-- Selected excerpt follows --
Featured Doctor

MERIMI, Dr Sanaa

Morocco - Family doctor

What work do you do now?

I am a general practitioner and have been practicing in the private sector for the last 20 years. I have dedicated 15 years of my practice to developing a new community health approach.

Since 2012, I have been a “maître de stage”, (training supervisor), and as such, I take medical students in my clinic, introducing them private general practice. I collaborate with the medical faculty of Rabat introducing new innovative courses in communication and supervised training for medical students in health centres.

I have also been involved in post graduate medical training, since 2013, working on programs that aim to develop the capacities of young doctors working in the private sector: patient communication, social responsibility, health education, management.

I am interested in initiating research about and with the general practitioners in Morocco.

Other interesting things you have done?

For 11 years I have worked on the “Maison de Santé Albalsam” (Health Care Home) - an adaptation of the “family medicine clinic concept” to include health promotion and population health activities. I'm dedicating the next three years to promote this new non profit private practice in the health system specially for low income communities.

I am the founder of a “L’initiative Vers l‘Unité Pour la Santé (VUPS)” which is a Towards Unity for Health (TUFH) initiative in Morocco. It is a network, promoting the linking of all the parts of the health system. I launched the first VUPS initiative during the Covid period and the theme was the positioning of the private general practitioner in the anti-Covid response. This brought together various stakeholders: the population, academics, managers, health professionals.

What is it like to be a family doctor in Morocco?

It’s a little bit difficult, because there is no specific curriculum for family medicine, although a medical curriculum reform is taking place in Morocco to include family medicine as a specialisation. It seems that it will take more than a lifetime. However, a strong training program for GPs centred on the needs of patients and communities can balance out the delay of the reform. For twenty years now we have been looking at concepts and practical models.

Your interests at work and privately?

My interests at work are to develop critical thinking in daily medical practice and not only in a scientific setting. Privately, I appreciate writing and enjoying time with my family.
-- Selected excerpt concluded --
- [Tasks to carry out]:
1: According to the doctor profile, in what year did Dr. Merimi begin working as a training supervisor?
2: Transcribe the part of the doctor profile starting at "What is it like" and ending at "work and privately?".
-- Source data follows --
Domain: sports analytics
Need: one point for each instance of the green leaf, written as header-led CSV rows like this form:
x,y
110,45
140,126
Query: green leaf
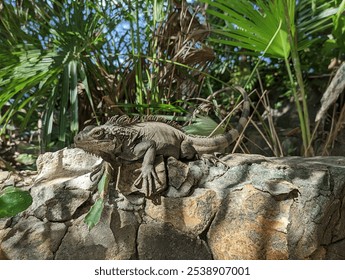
x,y
13,201
94,215
103,183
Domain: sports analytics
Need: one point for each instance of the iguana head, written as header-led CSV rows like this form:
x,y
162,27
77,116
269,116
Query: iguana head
x,y
98,140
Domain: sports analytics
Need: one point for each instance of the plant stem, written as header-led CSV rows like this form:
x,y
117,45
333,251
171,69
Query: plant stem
x,y
302,111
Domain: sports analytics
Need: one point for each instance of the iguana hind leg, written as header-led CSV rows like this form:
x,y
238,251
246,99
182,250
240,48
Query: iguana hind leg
x,y
148,176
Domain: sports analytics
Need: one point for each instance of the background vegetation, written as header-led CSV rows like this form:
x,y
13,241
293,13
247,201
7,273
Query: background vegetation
x,y
65,63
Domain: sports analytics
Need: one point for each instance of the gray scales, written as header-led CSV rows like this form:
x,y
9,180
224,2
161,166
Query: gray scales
x,y
123,140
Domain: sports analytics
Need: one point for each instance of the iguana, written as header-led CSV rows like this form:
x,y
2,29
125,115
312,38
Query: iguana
x,y
124,139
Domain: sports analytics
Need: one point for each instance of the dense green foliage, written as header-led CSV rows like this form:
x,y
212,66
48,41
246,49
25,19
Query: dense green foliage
x,y
65,62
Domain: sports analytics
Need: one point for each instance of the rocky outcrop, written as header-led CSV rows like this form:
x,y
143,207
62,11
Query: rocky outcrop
x,y
244,207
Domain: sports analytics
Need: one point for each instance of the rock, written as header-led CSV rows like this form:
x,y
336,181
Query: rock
x,y
112,238
253,208
65,163
32,239
161,241
191,215
55,202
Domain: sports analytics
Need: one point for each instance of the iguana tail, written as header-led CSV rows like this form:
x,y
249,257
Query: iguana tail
x,y
219,143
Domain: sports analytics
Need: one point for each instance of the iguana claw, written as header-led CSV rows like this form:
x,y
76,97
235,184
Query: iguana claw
x,y
149,179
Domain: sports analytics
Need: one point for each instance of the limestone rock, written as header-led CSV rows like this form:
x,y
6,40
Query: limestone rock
x,y
161,241
112,238
253,208
32,239
191,215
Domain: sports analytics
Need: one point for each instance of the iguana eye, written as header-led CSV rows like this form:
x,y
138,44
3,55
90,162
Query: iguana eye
x,y
98,133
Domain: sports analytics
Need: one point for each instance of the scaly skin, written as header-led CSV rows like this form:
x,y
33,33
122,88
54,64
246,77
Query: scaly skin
x,y
122,139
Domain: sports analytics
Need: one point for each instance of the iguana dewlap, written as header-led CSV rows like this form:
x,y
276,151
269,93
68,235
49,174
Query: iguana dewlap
x,y
124,139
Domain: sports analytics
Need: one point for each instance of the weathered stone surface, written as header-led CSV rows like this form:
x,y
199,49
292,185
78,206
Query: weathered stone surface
x,y
56,203
32,239
250,224
161,241
256,208
112,238
65,163
191,215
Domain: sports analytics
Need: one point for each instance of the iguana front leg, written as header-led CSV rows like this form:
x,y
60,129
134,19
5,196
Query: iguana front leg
x,y
148,175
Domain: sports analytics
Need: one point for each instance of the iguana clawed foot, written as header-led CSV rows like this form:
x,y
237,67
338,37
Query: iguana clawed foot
x,y
148,179
214,159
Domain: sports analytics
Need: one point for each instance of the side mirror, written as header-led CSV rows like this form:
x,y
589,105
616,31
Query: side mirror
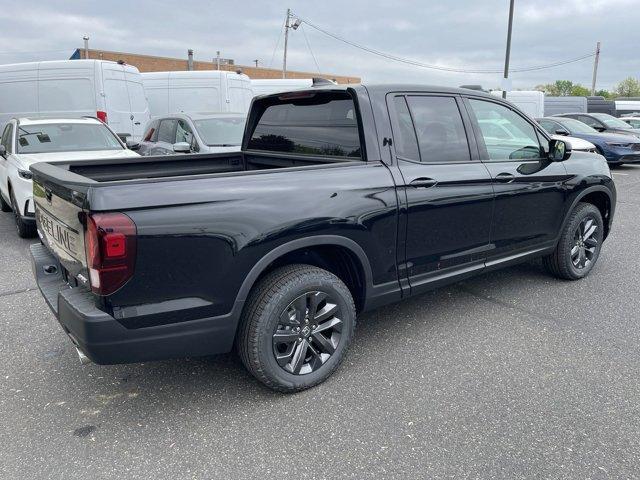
x,y
181,147
559,150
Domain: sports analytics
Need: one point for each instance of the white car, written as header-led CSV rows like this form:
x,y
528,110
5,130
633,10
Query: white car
x,y
26,141
577,144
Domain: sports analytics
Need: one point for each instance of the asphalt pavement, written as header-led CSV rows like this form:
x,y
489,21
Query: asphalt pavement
x,y
509,375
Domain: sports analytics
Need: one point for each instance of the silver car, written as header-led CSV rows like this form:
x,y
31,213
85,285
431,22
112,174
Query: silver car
x,y
193,133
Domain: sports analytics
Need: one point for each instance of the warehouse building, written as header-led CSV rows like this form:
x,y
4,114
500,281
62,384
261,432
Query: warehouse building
-- Source data concluded --
- [Solutions to the tasks]:
1: 2012

2:
What is it like to be a family doctor in Morocco?

It’s a little bit difficult, because there is no specific curriculum for family medicine, although a medical curriculum reform is taking place in Morocco to include family medicine as a specialisation. It seems that it will take more than a lifetime. However, a strong training program for GPs centred on the needs of patients and communities can balance out the delay of the reform. For twenty years now we have been looking at concepts and practical models.

Your interests at work and privately?